Copy out the items word for word, from the start through the line that contains "x=373 y=119". Leave the pictures out of your copy.

_Entries pointing to labeled objects_.
* * * * *
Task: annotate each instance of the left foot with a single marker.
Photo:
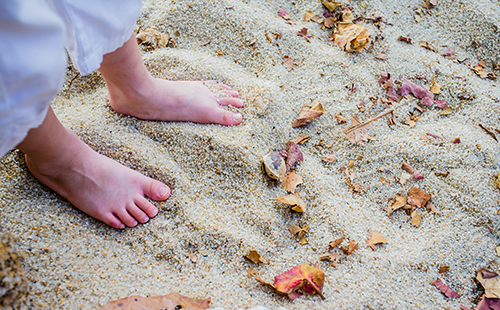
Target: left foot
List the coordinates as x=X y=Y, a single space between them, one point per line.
x=133 y=91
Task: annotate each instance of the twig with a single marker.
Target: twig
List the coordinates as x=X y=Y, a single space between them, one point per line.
x=373 y=119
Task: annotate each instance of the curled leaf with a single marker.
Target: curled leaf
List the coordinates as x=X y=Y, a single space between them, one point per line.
x=274 y=165
x=351 y=37
x=418 y=197
x=445 y=289
x=292 y=180
x=306 y=115
x=169 y=301
x=295 y=201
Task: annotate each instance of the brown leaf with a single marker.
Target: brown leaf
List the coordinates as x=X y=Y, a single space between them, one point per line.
x=396 y=203
x=192 y=257
x=426 y=45
x=308 y=15
x=415 y=219
x=444 y=288
x=381 y=56
x=351 y=37
x=295 y=201
x=294 y=155
x=301 y=139
x=255 y=257
x=357 y=132
x=491 y=285
x=404 y=39
x=292 y=180
x=488 y=131
x=406 y=167
x=329 y=158
x=306 y=115
x=353 y=246
x=334 y=243
x=340 y=119
x=376 y=238
x=169 y=301
x=151 y=37
x=417 y=197
x=275 y=165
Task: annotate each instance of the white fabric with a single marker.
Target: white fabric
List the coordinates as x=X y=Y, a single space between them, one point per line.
x=33 y=34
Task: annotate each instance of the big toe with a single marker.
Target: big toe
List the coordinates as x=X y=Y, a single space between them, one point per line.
x=157 y=191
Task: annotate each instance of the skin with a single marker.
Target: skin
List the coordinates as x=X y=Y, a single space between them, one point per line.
x=99 y=186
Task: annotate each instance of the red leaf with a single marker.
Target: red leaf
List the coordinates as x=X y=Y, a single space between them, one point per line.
x=445 y=289
x=300 y=278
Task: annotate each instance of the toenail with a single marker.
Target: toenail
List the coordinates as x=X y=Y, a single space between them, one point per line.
x=163 y=191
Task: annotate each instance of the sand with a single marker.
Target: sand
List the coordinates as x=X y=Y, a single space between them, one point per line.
x=223 y=205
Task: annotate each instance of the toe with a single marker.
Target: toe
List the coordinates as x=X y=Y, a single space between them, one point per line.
x=126 y=218
x=113 y=221
x=148 y=208
x=235 y=102
x=156 y=190
x=138 y=214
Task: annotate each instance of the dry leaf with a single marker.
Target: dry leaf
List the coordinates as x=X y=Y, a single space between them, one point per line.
x=308 y=15
x=301 y=139
x=404 y=178
x=357 y=132
x=426 y=45
x=436 y=88
x=353 y=246
x=329 y=158
x=331 y=5
x=308 y=115
x=396 y=203
x=444 y=288
x=488 y=131
x=406 y=167
x=295 y=201
x=294 y=155
x=333 y=258
x=351 y=37
x=490 y=284
x=418 y=91
x=376 y=238
x=340 y=119
x=292 y=180
x=415 y=219
x=418 y=197
x=274 y=165
x=192 y=257
x=170 y=301
x=152 y=38
x=255 y=257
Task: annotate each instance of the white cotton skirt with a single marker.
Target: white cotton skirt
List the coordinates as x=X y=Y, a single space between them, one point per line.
x=33 y=35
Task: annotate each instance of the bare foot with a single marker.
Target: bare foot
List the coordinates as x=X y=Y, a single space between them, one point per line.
x=177 y=101
x=133 y=91
x=93 y=183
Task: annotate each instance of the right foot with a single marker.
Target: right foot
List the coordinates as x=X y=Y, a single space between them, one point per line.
x=99 y=186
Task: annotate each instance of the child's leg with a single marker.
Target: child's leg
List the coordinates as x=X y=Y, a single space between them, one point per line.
x=133 y=91
x=93 y=183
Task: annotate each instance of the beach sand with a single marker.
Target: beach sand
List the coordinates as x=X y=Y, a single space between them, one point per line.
x=223 y=205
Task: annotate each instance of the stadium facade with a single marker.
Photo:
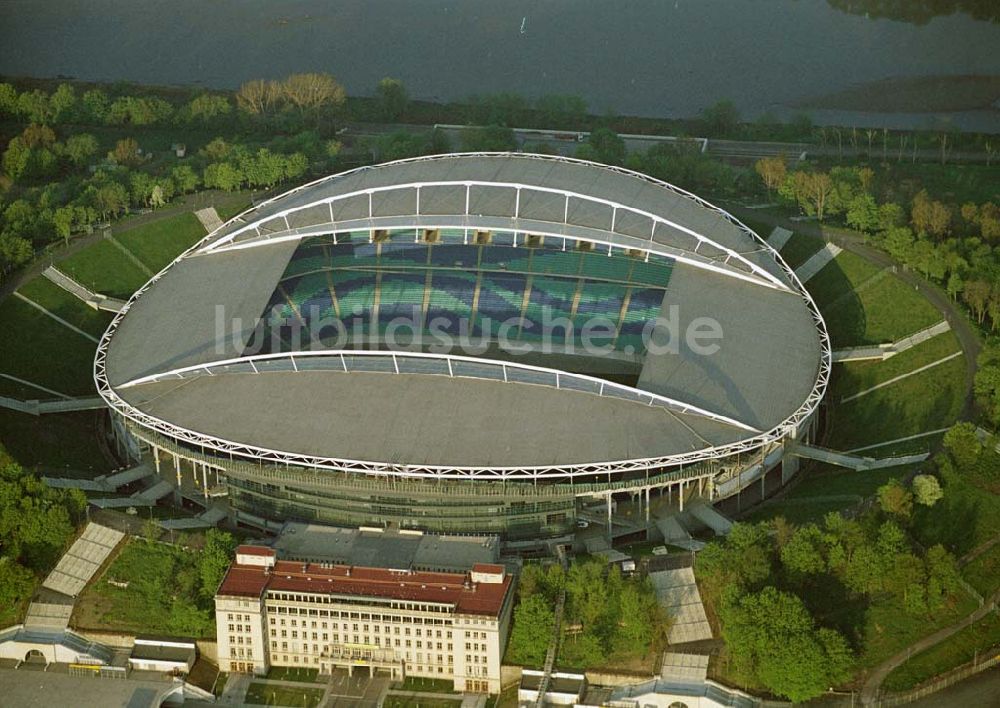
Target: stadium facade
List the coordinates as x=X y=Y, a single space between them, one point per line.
x=469 y=343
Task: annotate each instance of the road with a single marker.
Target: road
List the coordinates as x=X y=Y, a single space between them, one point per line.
x=873 y=684
x=565 y=142
x=980 y=690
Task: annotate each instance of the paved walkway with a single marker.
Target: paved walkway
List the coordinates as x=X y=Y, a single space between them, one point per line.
x=886 y=351
x=897 y=379
x=81 y=292
x=897 y=440
x=855 y=242
x=778 y=238
x=854 y=462
x=817 y=262
x=873 y=685
x=209 y=218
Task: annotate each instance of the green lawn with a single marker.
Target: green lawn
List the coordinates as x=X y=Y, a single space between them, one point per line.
x=400 y=702
x=885 y=312
x=889 y=628
x=983 y=573
x=159 y=242
x=825 y=480
x=965 y=517
x=962 y=647
x=855 y=376
x=799 y=248
x=228 y=212
x=162 y=596
x=104 y=269
x=926 y=401
x=61 y=303
x=796 y=511
x=57 y=444
x=38 y=349
x=290 y=673
x=274 y=695
x=839 y=278
x=419 y=683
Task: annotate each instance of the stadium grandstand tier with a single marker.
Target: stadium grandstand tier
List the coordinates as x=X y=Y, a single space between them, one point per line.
x=471 y=343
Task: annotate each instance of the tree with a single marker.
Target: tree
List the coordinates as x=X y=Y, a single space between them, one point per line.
x=312 y=92
x=987 y=382
x=63 y=103
x=8 y=100
x=392 y=98
x=80 y=147
x=929 y=216
x=863 y=213
x=492 y=138
x=605 y=146
x=208 y=108
x=926 y=489
x=16 y=158
x=214 y=560
x=258 y=97
x=963 y=444
x=222 y=175
x=977 y=296
x=773 y=640
x=96 y=105
x=773 y=171
x=943 y=577
x=126 y=152
x=813 y=189
x=802 y=555
x=35 y=107
x=110 y=198
x=565 y=111
x=62 y=219
x=534 y=623
x=185 y=179
x=17 y=583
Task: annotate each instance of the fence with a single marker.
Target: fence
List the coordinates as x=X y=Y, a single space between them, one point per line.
x=943 y=681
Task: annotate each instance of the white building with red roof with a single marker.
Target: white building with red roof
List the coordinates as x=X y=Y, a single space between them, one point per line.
x=454 y=626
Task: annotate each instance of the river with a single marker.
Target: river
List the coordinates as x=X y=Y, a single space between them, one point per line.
x=666 y=58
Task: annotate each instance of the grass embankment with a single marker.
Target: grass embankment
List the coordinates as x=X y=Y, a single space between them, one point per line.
x=159 y=242
x=38 y=349
x=103 y=268
x=426 y=685
x=962 y=647
x=162 y=596
x=930 y=400
x=400 y=702
x=266 y=694
x=60 y=303
x=293 y=673
x=798 y=249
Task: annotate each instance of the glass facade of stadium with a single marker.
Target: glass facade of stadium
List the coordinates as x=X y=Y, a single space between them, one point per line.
x=260 y=492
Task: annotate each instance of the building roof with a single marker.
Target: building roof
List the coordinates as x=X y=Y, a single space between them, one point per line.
x=490 y=568
x=766 y=373
x=440 y=588
x=163 y=653
x=384 y=548
x=251 y=550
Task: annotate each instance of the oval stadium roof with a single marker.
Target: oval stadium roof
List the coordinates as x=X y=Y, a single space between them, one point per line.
x=548 y=306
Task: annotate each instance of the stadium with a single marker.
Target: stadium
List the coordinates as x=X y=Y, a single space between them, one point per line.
x=469 y=343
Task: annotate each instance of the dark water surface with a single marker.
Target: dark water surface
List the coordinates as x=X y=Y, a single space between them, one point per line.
x=649 y=57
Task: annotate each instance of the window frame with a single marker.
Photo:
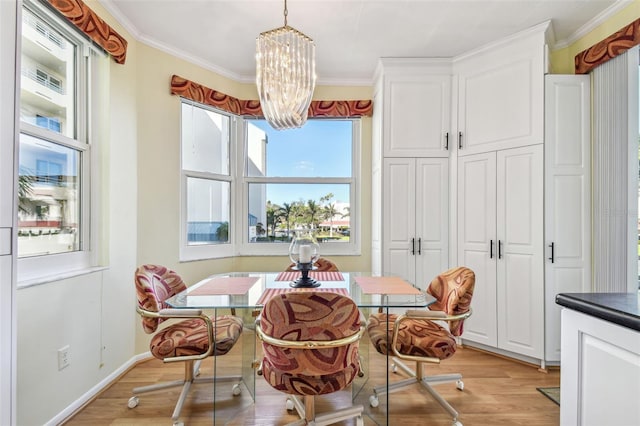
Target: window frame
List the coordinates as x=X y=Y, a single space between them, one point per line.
x=207 y=251
x=36 y=269
x=239 y=244
x=353 y=247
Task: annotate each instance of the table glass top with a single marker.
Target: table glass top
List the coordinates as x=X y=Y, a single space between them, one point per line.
x=245 y=290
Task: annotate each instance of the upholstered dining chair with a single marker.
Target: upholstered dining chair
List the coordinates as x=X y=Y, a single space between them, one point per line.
x=192 y=338
x=310 y=344
x=416 y=336
x=322 y=264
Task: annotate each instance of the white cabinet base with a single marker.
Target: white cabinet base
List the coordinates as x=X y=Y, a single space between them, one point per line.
x=600 y=372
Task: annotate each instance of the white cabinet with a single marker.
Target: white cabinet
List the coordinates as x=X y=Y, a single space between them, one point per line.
x=500 y=227
x=416 y=221
x=416 y=105
x=501 y=96
x=600 y=375
x=567 y=197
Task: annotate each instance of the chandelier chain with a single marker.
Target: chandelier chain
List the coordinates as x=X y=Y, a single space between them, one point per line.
x=286 y=12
* * * * *
_The response_.
Task: annotate each instance of the left foot with a single marker.
Photo:
Target: left foot
List the coordinates as x=X y=Y, a single space between them, one point per line.
x=133 y=91
Task: annotate each instance of the twig with a single marker.
Target: twig
List the coordinates as x=X y=Y, a single space between them, one point per line.
x=373 y=119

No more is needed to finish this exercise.